Excerpted records ▸
........

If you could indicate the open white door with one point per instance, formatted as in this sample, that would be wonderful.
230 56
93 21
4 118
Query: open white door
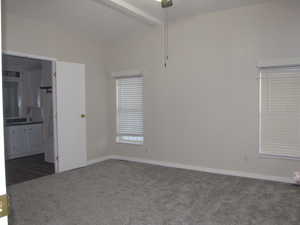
71 122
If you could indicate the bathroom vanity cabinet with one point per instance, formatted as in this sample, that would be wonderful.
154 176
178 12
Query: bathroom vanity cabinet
23 140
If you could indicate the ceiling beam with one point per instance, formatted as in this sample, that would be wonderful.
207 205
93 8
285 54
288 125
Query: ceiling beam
131 10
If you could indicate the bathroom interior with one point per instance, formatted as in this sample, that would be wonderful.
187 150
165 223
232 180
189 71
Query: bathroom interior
28 118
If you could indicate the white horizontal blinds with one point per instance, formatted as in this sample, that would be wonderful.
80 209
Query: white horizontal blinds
280 112
130 91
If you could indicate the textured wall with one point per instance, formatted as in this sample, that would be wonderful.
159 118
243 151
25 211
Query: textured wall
203 109
31 37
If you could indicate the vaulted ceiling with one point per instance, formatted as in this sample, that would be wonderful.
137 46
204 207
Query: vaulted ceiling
96 19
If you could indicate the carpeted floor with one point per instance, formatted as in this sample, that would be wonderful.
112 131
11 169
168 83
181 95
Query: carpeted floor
125 193
27 168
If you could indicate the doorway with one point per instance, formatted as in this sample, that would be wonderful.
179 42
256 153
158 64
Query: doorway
29 123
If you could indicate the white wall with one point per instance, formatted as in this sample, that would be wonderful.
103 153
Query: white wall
203 109
32 37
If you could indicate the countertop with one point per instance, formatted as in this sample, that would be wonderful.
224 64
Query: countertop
22 123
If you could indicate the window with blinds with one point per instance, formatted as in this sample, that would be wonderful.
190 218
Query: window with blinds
280 112
130 110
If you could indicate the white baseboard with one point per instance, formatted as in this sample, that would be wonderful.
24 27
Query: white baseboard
98 160
197 168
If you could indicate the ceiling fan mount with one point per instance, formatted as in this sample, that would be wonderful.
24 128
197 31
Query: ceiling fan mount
166 3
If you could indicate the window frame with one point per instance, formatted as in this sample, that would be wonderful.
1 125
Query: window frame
118 137
262 70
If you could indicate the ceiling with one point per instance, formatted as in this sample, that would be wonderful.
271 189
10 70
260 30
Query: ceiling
186 8
15 63
99 21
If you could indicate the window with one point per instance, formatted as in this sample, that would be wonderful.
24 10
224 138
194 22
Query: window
280 112
130 110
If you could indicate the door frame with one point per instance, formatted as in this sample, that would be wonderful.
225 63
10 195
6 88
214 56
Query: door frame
54 101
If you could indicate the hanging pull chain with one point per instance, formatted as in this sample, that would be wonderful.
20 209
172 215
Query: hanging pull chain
166 39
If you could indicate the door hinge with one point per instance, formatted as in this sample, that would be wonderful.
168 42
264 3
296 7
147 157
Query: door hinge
4 205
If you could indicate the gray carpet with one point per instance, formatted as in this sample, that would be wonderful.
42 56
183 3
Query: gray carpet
124 193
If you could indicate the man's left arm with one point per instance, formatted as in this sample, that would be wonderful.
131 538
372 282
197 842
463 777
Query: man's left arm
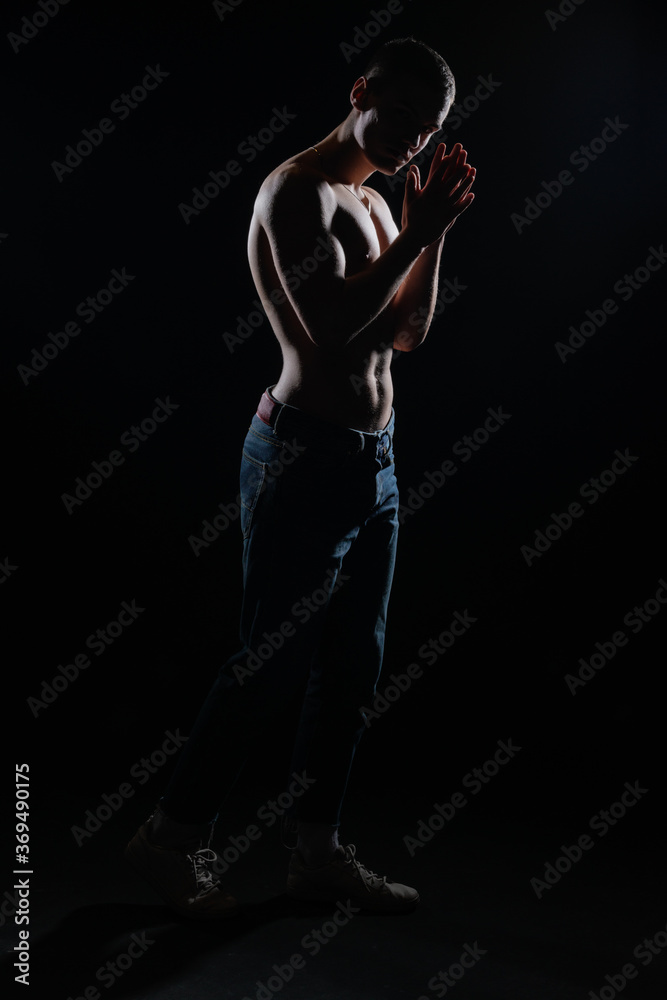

........

Your task ▸ Restate the records above exactly, less any pictures.

Output ▸
If you could indicate the open white door with one point per instance, formatted as in this sample, that would be wonderful.
230 56
93 21
4 118
Query: open white door
71 122
If you could indicate the bathroom vanity cabinet with one point per instance, formatted as in this sample, that would be wonderful.
154 176
178 12
Query: bathroom vanity cabinet
23 140
If you could indicate the ceiling beam with one point per instance, formatted as in this sample, that would be wonderful.
207 205
93 8
285 54
288 125
Query: ceiling beam
131 10
If you could indicate the bathroom interior with one point per instance, formatted as in this sample, that would be wonderful.
187 150
165 223
232 180
189 71
Query: bathroom interior
28 118
If you could indicate the white horizontal blinds with one point per instance, formatted as in this sample, that would be wonderful.
80 209
Query: white horizontal blinds
280 112
130 91
If you could indicate the textured wall with one point per instance, formatted as in this sample, that would be wonderful.
159 118
243 151
25 211
Query: textured wall
203 109
31 37
If you could indicate the vaulted ceiling with one point per instance, formatted as in this sample, that would be wonderful.
137 46
204 207
Query: vaulted ceiling
96 19
If you could indicate the carpeted floor with one point per instance, formatted as in this sample, that would be wonderful.
112 131
11 169
168 83
181 95
Query: carpeted floor
125 193
27 168
If you could indicate the doorway with one point per instance, formatted as in this sample, that would be wonderful.
179 42
256 153
158 64
Query: doorway
29 123
If you could indicate the white wall with one point per instance, formatted as in this sample, that would be wonderful.
103 153
Query: white wall
203 109
32 37
If you could indicate the countertop with one point per instance, formatted as in this sample, that would be wonderful.
224 64
Query: countertop
22 123
If you could indicate the window with blinds with one point per instance, formatted as in this sample, that would be wonderful.
190 218
Query: window with blinds
280 112
130 110
If you could indicate the white baseboard with one point per instance, formatted as in this sample, that would be wonderful.
24 27
Query: white baseboard
98 160
197 168
If you could indicate the ceiling fan mount with one point per instance, formatted as in this sample, that would be wonderful.
24 128
197 31
Query: ceiling fan mount
166 3
If you could indicate the window frame with one point per instance, formatted as in this sample, that would be wonderful.
1 125
Query: window frame
118 137
262 70
If you could indicate the ceiling with one point per instance, formatted as in this sample, that would be wonderful.
271 189
10 70
260 30
Query: ceiling
186 8
15 63
99 21
If you could indicate the window with one point per instance, formatted as in this sample, that would be wonderful.
24 10
224 138
194 22
Query: window
280 112
130 110
If you could indicate the door frame with one point per instance, formatted as in this sample, that would be wonderful.
225 63
10 195
6 88
214 56
Query: door frame
54 101
If you could indicate the hanging pull chain with one point per instance, formatted as in this sample, that would be wonderful.
20 209
172 215
Query: hanging pull chain
166 39
If you could indicate the door hinge with one point per instance, formatted as in this sample, that would be wonderful.
168 42
264 3
296 7
147 157
Query: door hinge
4 205
If you could indicate the gray carpet with one point per instance, formatted as in this sample, that would be wonderful.
42 56
183 3
Query: gray carpet
124 193
If you could indicate the man's left arm with one point per instance, formatted as in this sample, that would be wonderful.
131 538
372 282
197 842
463 777
Query: man's left arm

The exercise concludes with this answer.